- O que fazer:
**1)** Liste, por favor, todas as frases dos parágrafos da reflexão sobre afeto (sem contar o título) em que aparece a palavra "afeto".
**2)** Repita literalmente o trecho da reflexão sobre afeto que começa em "Afeto para mulheres" e termina em "moldes, não era.".

Afeto para mulheres lésbicas: reflexão


Cresci achando que casamento não era para mim e que meu destino era ser só. Naquele momento, eu entendia o afeto apenas na forma heterossexual e é engraçado pensar nisso agora, porque eu sempre almejei ser quem eu sou, mas eu apenas não sabia ainda. Eu não queria estar em um enlace "tradicional", não me via com marido e filhos, achava que o casamento não era para mim e, de fato, naqueles moldes, não era.
Depois, meu pensamento sobre afeto mudou. A culpa cristã chegou com força. "Você não vai ser feliz e nem sentir o amor, porque ele é errado, seu amor é errado. Você não merece ser feliz", era só sobre isso que eu pensava por um período relativamente longo. Lembro-me de uma noite que chorei até amanhecer pensando nisso. Mas eu ainda estava muito longe de entender quem eu realmente era.
Finalmente me aceitei. E agora? Minhas referências eram nulas. Os filmes diziam que eu ia morrer ou que ela ia me deixar. O Google só me apresentava pornografia irreal. Eu só fui entender o afeto entre mulheres lésbicas quando cheguei na vida adulta. E não, esse afeto não era direcionado a mim. Muito pelo contrário, ele demorou. Ele demorou muito.

- Seção de dados:

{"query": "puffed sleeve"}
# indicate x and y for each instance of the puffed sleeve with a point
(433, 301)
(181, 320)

- Resultados das tarefas:
**1)**
- Naquele momento, eu entendia o afeto apenas na forma heterossexual e é engraçado pensar nisso agora, porque eu sempre almejei ser quem eu sou, mas eu apenas não sabia ainda.
- Depois, meu pensamento sobre afeto mudou.
- Eu só fui entender o afeto entre mulheres lésbicas quando cheguei na vida adulta.
- E não, esse afeto não era direcionado a mim.

**2)**
Afeto para mulheres lésbicas: reflexão


Cresci achando que casamento não era para mim e que meu destino era ser só. Naquele momento, eu entendia o afeto apenas na forma heterossexual e é engraçado pensar nisso agora, porque eu sempre almejei ser quem eu sou, mas eu apenas não sabia ainda. Eu não queria estar em um enlace "tradicional", não me via com marido e filhos, achava que o casamento não era para mim e, de fato, naqueles moldes, não era.